Al regista basta poco, però, per trasformarlo in un’opera altra, con molte stimmate e caratteristiche sue proprie. Così il circo dei Fratelli Medici (ma ne sopravvive uno solo, Max, interpretato da Danny De Vito) più che da animali d’ogni genere è popolato di «freak» dal volto umano (giganti forzuti, incantatori di serpenti e donne sirene); e così il piccolo Dumbo – strappato alla mamma elefante – che nel cartoon disneyano viene accolto e istruito dal topolino Timoteo qui sarà adottato dalla famiglia Farrier, composta dai due ragazzini Joe (Finley Hobbins), Milly (Nico Parker) e dal papà Holt (Colin Farrell).
Famiglia «disfunzionale» – come succede spesso nei film di Tim Burton – con il padre che torna dopo anni dalla Prima guerra mondiale con non pochi problemi a cominciare da un braccio in meno; una madre morta d’influenza che ha falcidiato anche altri membri del circo (probabilmente è l’epidemia di Spagnola: siamo nel 1919); e i due figli rimasti soli, affidati a due illusionisti.
Holt Farrell vorrebbe tornare a esibirsi con i suoi cavalli nel frattempo venduti da Max e scambiati con un’elefantessa incinta, «promessa» di un elefantino da far esibire per staccare qualche biglietto in più. Ma, come è noto, la «diversità» di Dumbo non sarà ben accolta, né dai suoi simili né dagli uomini, e quelle orecchie «mostruose» diventano oggetto di dileggio ed esclusione.
Ci vorrà l’ostinatezza di Milly per scoprire e far scoprire a Dumbo che proprio quell’handicap si risolverà in un vantaggio permettendo al cucciolo di volare e diventare un’attrazione di successo. Che attirerà tanto pubblico e l’interesse, molto interessato, di Vandevere (Michael Keaton) costruttore e imprenditore di Dreamland, un fantastico parco di divertimenti.
Così il piccolo circo di Max Medici verrà fagocitato e Dumbo diventerà il numero di punta dello spettacolo allestito nel Colosseum, la grande arena di Dreamland, e farà da spalla comica all’affascinante artista e trapezista francese Colette (Eva Green). Gli sviluppi delle dinamiche della famiglia Farrel e le conseguenze sul circo Medici e sull’impresa Dreamland – sotto ricatto finanziario del banchiere J. Griffin Remington (Alan Arkin) – non ve li raccontiamo perché porteranno con i loro intrecci al finale.
E allora: perché il Dumbo di Tim Burton è un paradosso, forse inconsapevolmente (?) antidisneyano? Perché gli animali non sono più i protagonisti assoluti, come succedeva nel cartoon; lo sono, invece, gli umani e sono loro (soprattutto la ragazzina Milly: il personaggio è un po’ antipatico e petulante ma la faccia della giovane attrice è davvero intrigante) a indicare la via del riscatto a Dumbo (di nuovo, credere soprattutto in sé stessi, senza l’aiuto di amuleti magici, come la piuma che fa starnutire l’elefantino e innesca il volo).
************
Attività:
a – Ripeti parola per parola il passo del testo su Dumbo che va da "Holt Farrell vorrebbe" a "dileggio ed esclusione.".
b – Rispondi a queste domande sul testo su Dumbo:
(i) In che anno si svolge la vicenda?
(ii) Quale attore interpreta Vandevere?
(iii) Come si chiama la grande arena di Dreamland?

Voci fornite:
************
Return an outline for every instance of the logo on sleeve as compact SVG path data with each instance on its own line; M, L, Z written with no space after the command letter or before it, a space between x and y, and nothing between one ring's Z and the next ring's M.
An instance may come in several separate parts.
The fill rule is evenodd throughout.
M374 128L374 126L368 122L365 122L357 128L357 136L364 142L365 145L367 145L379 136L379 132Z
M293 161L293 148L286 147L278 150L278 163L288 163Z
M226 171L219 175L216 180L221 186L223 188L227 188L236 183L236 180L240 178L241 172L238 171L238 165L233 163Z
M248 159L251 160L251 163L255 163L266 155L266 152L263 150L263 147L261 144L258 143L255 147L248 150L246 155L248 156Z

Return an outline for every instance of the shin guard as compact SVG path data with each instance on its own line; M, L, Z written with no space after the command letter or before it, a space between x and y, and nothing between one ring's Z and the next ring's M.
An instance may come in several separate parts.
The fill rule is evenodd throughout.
************
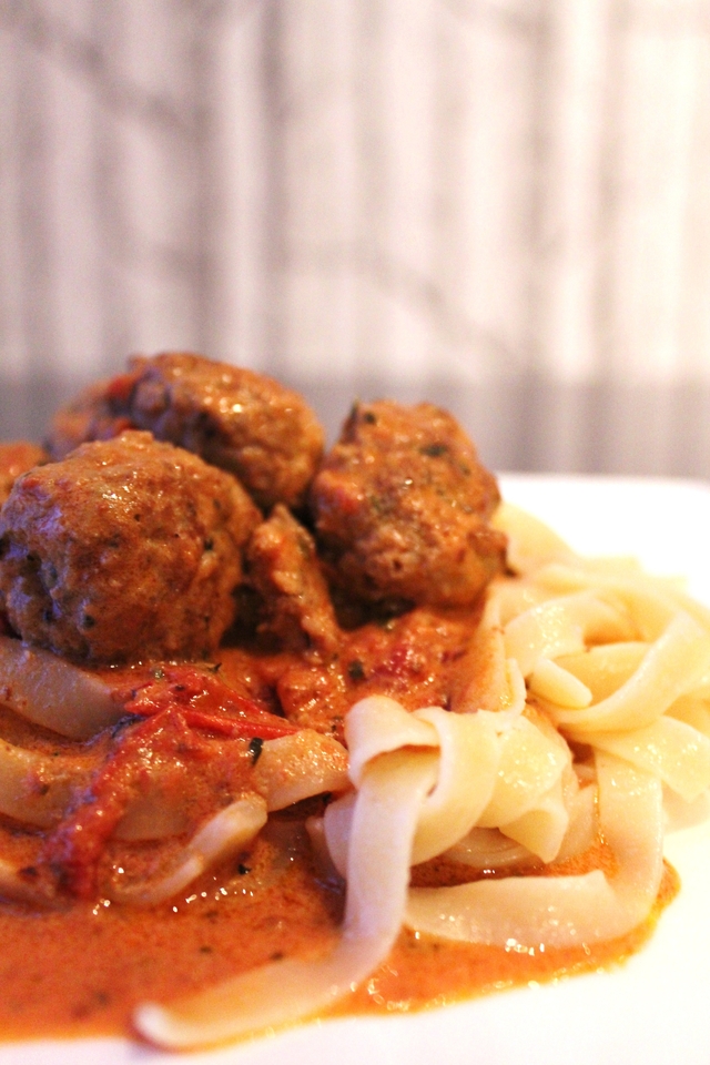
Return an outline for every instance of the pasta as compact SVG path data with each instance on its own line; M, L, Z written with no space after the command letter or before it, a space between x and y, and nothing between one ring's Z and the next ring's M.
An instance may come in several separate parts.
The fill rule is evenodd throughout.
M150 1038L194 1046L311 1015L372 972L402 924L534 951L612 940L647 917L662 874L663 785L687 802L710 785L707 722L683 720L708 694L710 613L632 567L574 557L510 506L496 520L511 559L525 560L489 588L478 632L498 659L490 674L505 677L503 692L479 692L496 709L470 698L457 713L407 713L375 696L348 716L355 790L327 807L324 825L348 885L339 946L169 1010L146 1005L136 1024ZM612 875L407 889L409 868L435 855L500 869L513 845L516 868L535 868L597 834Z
************
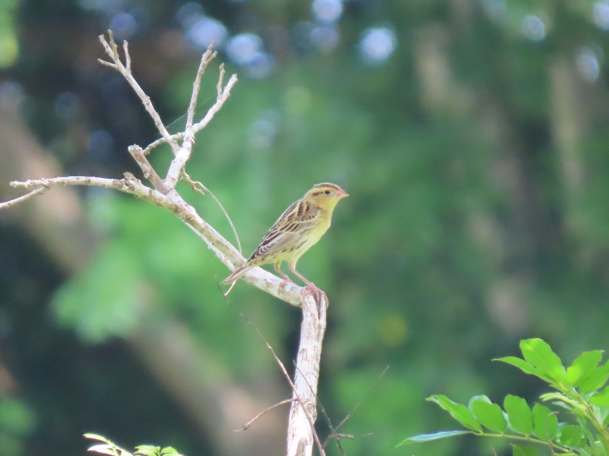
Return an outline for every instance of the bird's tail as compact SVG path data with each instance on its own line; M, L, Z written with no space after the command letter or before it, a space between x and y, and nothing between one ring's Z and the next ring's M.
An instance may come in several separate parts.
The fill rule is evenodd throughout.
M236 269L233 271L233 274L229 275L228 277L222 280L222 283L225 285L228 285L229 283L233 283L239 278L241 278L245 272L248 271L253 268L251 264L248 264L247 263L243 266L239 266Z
************
Risultati attesi:
a –
Holt Farrell vorrebbe tornare a esibirsi con i suoi cavalli nel frattempo venduti da Max e scambiati con un’elefantessa incinta, «promessa» di un elefantino da far esibire per staccare qualche biglietto in più. Ma, come è noto, la «diversità» di Dumbo non sarà ben accolta, né dai suoi simili né dagli uomini, e quelle orecchie «mostruose» diventano oggetto di dileggio ed esclusione.

b –
(i) Nel 1919.
(ii) Michael Keaton.
(iii) Colosseum.